— Fragmento del texto —
La poesía está muerta, han gritado felizmente por siglos
los enemigos de la poesía y aún lo hacen. Nuestros poetas clásicos, nuestros profesores en
boga nos lo han dicho —en tanto que ellos no son más que un manojo de propagandistas de
las clases gobernantes y de la opresión masculina—. Las ideas una vez promulgadas por
los carceleros y asesinos de los poetas en la Unión Soviética son ahora un gran éxito en
las universidades americanas. El esteticismo, el humor, el erotismo y todas las otras
manifestaciones de la imaginación libre son sospechosas y deben ser censuradas. La poesía, esa
tonta diversión de lo políticamente incorrecto, ha dejado de existir para nuestras clases
educadas. No obstante, a pesar de ellos, la poesía se sigue escribiendo.
El mundo parece siempre premiar la conformidad. Cada
época tiene su límite oficial sobre lo que es real, lo que es bueno y lo que es malo. El ideal
es un plato hecho de deshonestidad, ignorancia y cobardía servido cada noche con un aspecto
serio y un aire de la más alta integridad por los noticieros de televisión. La
literatura también está preparada para unirse a ello. Su tribu está tratando siempre de reformarte y de
enseñarte sus modales. El poeta es ese niño que, de pie en la esquina, con la espalda vuelta
a sus compañeros, piensa que está en el paraíso. Como si eso no bastase, los poetas, todos lo sabemos, son
mentirosos de campeonato.
“Llegas a mentir para mantenerte medianamente interesado
en ti mismo”, dijo el novelista Barry Hannah. Ello es especialmente cierto para los
escritores de versos. Cada uno de ellos cree que impostándose a sí mismo dice la verdad. Si no
podemos ver el mundo tal como es en realidad, se debe a las capas de metáforas muertas que
los poetas han dejado en todas partes. La realidad es sólo un viejo y descascarado
cartel de la poesía.
Los filósofos dicen que los poetas se engañan a sí mismos
cuando moran amorosamente en los detalles. La identificación de lo que permanece
intocable por el cambio ha sido la tarea del filósofo. La poesía y la novela, al contrario, han
sido recreadas con lo efímero —el olor del pan, por ejemplo—. Por lo que a los poetas concierne,
sólo los tontos son seducidos por las generalizaciones.
Cielo y tierra, naturaleza e historia, dioses y demonios
están todos escandalosamente reconciliados en la poesía. Por analogía se dice que cada
cosa es todo, todo es cada cosa. Por consiguiente, los mejores poemas religiosos están
cargados de erotismo. Subjetivamente, los poetas pretenden también trascender
ellos mismos a través de la práctica de hallar su identidad en las cosas lejanas y
apartadas. En un buen poema, el poeta que lo escribió desaparece para que el poeta-lector
pueda llegar a existir. El “yo” de un total extraño, un chino antiguo, por ejemplo, nos
habla desde el lugar más confidencial dentro de nosotros mismos, y nos deleitamos.

— Consigna 1 —
Reproduce todo lo que va en el texto sobre la poesía desde "El mundo parece" hasta "mentirosos de campeonato.", pero llama "boletines de radio" a lo que allí se llama "noticieros de televisión".
El texto y los registros son materiales independientes entre sí.

Registros de anotación de puntos

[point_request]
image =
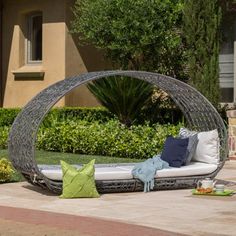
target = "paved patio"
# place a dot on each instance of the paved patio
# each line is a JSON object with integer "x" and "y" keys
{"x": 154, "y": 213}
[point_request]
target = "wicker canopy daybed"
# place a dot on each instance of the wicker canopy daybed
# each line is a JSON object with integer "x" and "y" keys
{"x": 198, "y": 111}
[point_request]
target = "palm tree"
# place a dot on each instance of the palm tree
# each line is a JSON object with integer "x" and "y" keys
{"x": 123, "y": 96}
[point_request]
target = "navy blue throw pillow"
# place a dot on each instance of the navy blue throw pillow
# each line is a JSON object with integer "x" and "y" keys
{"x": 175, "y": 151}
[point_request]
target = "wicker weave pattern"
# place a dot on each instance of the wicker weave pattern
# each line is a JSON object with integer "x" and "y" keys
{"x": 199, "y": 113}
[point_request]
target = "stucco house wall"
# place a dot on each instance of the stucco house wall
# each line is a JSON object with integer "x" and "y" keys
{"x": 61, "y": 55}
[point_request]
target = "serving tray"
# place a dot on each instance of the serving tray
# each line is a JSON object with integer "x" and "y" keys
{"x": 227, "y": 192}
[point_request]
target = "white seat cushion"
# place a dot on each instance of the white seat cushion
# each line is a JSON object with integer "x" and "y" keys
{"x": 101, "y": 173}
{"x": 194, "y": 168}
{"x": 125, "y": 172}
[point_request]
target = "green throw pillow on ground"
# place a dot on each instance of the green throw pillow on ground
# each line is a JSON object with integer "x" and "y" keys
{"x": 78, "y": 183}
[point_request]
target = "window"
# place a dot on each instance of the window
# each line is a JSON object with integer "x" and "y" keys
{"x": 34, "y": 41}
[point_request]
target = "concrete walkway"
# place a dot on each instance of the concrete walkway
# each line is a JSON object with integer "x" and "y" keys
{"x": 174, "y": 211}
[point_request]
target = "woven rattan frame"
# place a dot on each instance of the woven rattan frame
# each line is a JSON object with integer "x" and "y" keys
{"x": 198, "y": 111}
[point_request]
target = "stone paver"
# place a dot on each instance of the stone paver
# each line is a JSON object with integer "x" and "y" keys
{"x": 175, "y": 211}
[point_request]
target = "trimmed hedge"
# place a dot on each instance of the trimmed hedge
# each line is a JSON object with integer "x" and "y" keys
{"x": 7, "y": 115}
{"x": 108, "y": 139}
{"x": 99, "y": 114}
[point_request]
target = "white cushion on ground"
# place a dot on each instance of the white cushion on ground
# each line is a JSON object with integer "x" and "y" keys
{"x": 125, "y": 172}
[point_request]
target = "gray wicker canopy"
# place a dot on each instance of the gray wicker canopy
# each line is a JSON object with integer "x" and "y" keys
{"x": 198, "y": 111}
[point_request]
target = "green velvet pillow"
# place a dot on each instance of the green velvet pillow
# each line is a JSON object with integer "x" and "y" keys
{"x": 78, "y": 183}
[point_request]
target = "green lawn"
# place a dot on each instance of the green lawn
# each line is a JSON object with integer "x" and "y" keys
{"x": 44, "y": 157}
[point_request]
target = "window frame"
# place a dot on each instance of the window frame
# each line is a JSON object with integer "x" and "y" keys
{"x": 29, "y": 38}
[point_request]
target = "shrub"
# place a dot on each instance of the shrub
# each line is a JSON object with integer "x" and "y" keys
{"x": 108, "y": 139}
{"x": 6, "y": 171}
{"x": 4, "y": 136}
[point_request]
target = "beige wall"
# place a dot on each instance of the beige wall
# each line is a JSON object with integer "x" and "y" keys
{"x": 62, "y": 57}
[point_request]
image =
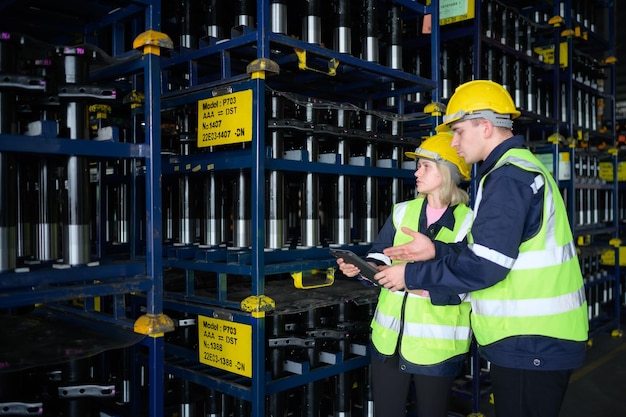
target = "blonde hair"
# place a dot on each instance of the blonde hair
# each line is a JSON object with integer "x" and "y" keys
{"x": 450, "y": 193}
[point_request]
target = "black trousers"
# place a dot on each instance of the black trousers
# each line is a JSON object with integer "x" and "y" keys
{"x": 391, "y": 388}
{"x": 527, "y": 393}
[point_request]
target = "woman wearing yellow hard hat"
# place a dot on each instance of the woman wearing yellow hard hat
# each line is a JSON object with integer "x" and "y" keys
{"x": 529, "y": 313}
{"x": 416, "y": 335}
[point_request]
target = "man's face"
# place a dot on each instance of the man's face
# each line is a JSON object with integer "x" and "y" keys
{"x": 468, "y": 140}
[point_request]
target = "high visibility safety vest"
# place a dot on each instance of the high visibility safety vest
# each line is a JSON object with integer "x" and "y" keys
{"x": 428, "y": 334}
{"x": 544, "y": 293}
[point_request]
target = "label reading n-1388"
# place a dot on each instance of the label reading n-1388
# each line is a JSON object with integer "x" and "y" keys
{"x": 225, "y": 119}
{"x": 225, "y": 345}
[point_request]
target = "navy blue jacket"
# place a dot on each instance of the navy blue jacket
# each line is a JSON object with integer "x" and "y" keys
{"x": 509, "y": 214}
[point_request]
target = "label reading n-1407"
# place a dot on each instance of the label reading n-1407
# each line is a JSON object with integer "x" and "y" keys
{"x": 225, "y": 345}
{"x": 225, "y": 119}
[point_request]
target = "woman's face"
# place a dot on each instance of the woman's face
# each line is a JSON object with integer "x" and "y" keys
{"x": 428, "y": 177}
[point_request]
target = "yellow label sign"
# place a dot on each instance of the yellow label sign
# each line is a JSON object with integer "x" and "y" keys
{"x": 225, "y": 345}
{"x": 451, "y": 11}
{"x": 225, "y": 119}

— Consigna 2 —
Extrae de los registros cada línea en la que aparezca la cadena "house".

— Respuesta 1 —
El mundo parece siempre premiar la conformidad. Cada
época tiene su límite oficial sobre lo que es real, lo que es bueno y lo que es malo. El ideal
es un plato hecho de deshonestidad, ignorancia y cobardía servido cada noche con un aspecto
serio y un aire de la más alta integridad por los boletines de radio. La
literatura también está preparada para unirse a ello. Su tribu está tratando siempre de reformarte y de
enseñarte sus modales. El poeta es ese niño que, de pie en la esquina, con la espalda vuelta
a sus compañeros, piensa que está en el paraíso. Como si eso no bastase, los poetas, todos lo sabemos, son
mentirosos de campeonato.

— Respuesta 2 —
target = "stucco house wall"
# place a dot on each instance of the stucco house wall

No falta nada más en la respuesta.